TASK TO COMPLETE
The data below must be copied in full and without any change.

RECORDS SUPPLIED
=-=-=-=-=
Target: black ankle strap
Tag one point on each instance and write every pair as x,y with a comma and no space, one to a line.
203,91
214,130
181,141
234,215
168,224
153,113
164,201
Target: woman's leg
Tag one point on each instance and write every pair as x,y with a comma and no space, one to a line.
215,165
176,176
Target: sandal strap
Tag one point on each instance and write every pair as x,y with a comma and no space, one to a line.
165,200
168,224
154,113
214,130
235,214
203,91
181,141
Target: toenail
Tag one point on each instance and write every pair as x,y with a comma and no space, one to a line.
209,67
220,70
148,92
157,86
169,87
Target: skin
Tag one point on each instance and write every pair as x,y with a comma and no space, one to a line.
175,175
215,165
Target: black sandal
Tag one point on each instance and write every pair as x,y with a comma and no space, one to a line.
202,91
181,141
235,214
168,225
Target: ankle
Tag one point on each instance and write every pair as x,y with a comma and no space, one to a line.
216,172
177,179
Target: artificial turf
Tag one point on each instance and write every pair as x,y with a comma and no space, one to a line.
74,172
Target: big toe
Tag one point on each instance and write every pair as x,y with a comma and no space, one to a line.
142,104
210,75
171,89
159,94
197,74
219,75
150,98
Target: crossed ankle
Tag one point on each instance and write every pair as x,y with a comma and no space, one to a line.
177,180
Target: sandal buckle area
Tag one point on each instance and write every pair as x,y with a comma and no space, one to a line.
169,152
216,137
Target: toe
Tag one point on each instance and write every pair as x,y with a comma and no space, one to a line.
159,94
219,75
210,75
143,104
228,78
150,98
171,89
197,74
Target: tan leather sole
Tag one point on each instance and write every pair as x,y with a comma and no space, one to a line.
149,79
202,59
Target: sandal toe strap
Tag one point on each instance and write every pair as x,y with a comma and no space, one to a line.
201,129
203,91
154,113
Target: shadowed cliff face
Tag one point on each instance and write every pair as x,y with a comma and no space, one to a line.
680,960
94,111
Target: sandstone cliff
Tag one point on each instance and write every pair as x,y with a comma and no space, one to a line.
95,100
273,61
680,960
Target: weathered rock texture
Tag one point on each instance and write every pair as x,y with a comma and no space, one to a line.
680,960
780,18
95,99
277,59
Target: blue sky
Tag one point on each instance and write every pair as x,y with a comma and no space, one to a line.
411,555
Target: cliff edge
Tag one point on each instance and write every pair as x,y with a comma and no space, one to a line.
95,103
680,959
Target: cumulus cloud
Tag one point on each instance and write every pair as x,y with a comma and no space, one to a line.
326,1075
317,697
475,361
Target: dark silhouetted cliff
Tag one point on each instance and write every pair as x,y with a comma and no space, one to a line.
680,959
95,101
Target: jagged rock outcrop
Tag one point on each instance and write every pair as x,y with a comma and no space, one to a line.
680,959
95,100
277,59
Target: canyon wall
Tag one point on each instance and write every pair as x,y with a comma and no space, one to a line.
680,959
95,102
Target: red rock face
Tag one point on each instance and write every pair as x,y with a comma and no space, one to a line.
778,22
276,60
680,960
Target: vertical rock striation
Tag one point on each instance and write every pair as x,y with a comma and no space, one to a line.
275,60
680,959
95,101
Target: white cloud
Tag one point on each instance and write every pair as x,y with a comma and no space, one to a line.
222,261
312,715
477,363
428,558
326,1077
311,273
=-=-=-=-=
EXPECTED ANSWER
Target: black ankle strap
Tag one point on each instance and write every pair as x,y with a comma and no space, one to a line.
203,91
214,130
181,141
234,215
168,224
153,113
164,201
Target: woman's leg
Tag one point on each instance and write every pair as x,y with a comma and no space, one to a line.
215,165
176,176
Target: sandal strap
Tag one point on each instance and write every pair as x,y with a comma and no space, one to a line.
165,200
168,224
154,113
214,130
235,214
203,91
181,141
Target: toenail
Tag one point on each instance and write every pair as x,y with a comma and no space, one to a line.
209,67
220,70
148,92
157,86
169,87
Target: skin
Tag one point on each instance and write every pair as x,y with a comma and no space, one to a line.
175,175
215,165
Target: black sandal
Tag one point on each instance and write every pair as x,y with a comma and no space, one to a line.
202,91
181,141
235,214
168,225
Target: ankle
Tag one point on each instance and write every pair as x,y with a comma and no space, one to a line.
216,172
177,179
Target: artificial turf
Tag one point on each instance and write every pair as x,y with a comma and no space, one to a line.
74,172
Target: big toe
Tag one point on each instance and write every pair as x,y with a comma and no space, one to a line.
142,104
210,75
171,89
159,94
197,74
219,75
150,98
Target: crossed ankle
Tag one point on each instance and write every pair as x,y with a comma and no space, one to a line.
177,180
Target: sandal buckle area
Tag one point on each instance and write every pair as x,y with a comma and no space, one to a line.
169,152
216,137
Target: toe
Tag one point on each instance and write every pair as x,y with a comma and no space, one to a line.
159,94
219,75
210,75
143,104
228,78
150,98
171,89
197,74
Target: tan leather sole
Tag one point on each instance and write every pair as x,y with a comma and no space, one to a line.
149,79
202,59
Target: sandal toe strap
Tag one point on each instance and write every pair as x,y with a comma and no space, one to a line.
201,129
203,91
154,113
Target: shadowed cliff face
Tag one point on each instance and write every pair as x,y with a comma and no space, one to a line.
680,960
94,111
Target: sandstone cliff
Tag one point on each instance and write every pair as x,y with a comma and no space, one to a line.
95,100
273,61
680,960
Target: weathered rock texture
Tag one point on each instance and write every pair as x,y with a comma and no space, one to a line.
680,960
780,18
95,99
277,59
Target: blue sky
Tag one point on each instance and write every pair as x,y with a comma and no space, one to a line.
411,555
Target: cliff edge
Tag one point on each instance and write every pair as x,y with a comma and no space, one to a line.
95,103
680,959
Target: cumulus cloud
Tag one point on each instance and write every pair as x,y with a comma and no space, one to a line.
326,1075
317,697
475,361
Target: dark silhouetted cliff
Tag one point on each instance and write every pair as x,y with a comma and no space, one to a line.
680,959
95,101
Target: jagged rock outcrop
Tag one point on each instance and write every pair as x,y with a comma and no space, one to a line.
680,959
95,100
277,59
Target: canyon wall
Tag one point on each instance and write every pair as x,y with a comma and no space, one to a line.
680,959
95,102
Target: red rock face
Tag one point on each instance and write every pair as x,y with a comma and no space, one to a line.
778,22
276,60
680,960
Target: vertical rock striation
Tag one point on each instance and write every pair as x,y with a comma and no space, one to a line.
275,60
680,959
95,101
Target: white cloud
Tag one point on each instance and write every pair as x,y with a comma and no space, one to a line.
222,261
312,715
477,363
428,558
326,1077
311,273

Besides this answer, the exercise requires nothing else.